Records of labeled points
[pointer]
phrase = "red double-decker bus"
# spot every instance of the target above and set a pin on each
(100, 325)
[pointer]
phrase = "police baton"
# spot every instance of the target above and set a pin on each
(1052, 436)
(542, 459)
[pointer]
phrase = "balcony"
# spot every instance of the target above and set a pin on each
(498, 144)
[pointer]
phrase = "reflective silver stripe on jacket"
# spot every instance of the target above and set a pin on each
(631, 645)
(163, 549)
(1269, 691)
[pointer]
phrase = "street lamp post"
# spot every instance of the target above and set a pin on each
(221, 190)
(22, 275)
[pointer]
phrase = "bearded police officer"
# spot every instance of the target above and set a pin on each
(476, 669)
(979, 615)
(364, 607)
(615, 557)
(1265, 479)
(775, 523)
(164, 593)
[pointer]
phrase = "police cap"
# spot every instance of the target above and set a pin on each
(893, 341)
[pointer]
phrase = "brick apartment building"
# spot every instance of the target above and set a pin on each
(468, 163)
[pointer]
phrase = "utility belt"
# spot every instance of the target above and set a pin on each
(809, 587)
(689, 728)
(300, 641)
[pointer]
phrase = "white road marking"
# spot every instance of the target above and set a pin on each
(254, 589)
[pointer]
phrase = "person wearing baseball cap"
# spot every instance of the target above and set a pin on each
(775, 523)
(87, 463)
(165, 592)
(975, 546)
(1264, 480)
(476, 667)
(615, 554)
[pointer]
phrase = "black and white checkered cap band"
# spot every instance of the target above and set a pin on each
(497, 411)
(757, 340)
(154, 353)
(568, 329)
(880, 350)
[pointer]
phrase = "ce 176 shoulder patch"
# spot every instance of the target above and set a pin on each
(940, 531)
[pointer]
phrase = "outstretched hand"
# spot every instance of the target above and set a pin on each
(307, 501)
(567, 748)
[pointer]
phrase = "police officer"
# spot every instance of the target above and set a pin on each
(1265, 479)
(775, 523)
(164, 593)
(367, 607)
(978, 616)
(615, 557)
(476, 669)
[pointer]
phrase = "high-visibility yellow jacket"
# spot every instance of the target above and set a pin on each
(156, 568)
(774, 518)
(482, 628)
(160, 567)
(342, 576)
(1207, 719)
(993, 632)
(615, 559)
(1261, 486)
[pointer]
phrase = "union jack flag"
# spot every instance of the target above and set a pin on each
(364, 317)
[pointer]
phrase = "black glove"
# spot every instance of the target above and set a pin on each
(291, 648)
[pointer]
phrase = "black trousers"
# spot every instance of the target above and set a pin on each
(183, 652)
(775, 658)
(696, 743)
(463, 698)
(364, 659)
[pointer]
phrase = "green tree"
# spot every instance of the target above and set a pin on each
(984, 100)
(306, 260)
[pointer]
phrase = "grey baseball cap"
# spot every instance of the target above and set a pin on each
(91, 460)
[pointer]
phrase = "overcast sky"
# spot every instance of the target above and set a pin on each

- **TASK REQUIREMENTS**
Identify each line in the listing above that contains the word "police", and copy those lines out in full. Case counts, so count only matches with the same capitalization.

- **EXERCISE OUTPUT**
phrase = "police baton"
phrase = "bearded police officer"
phrase = "police cap"
phrase = "police officer"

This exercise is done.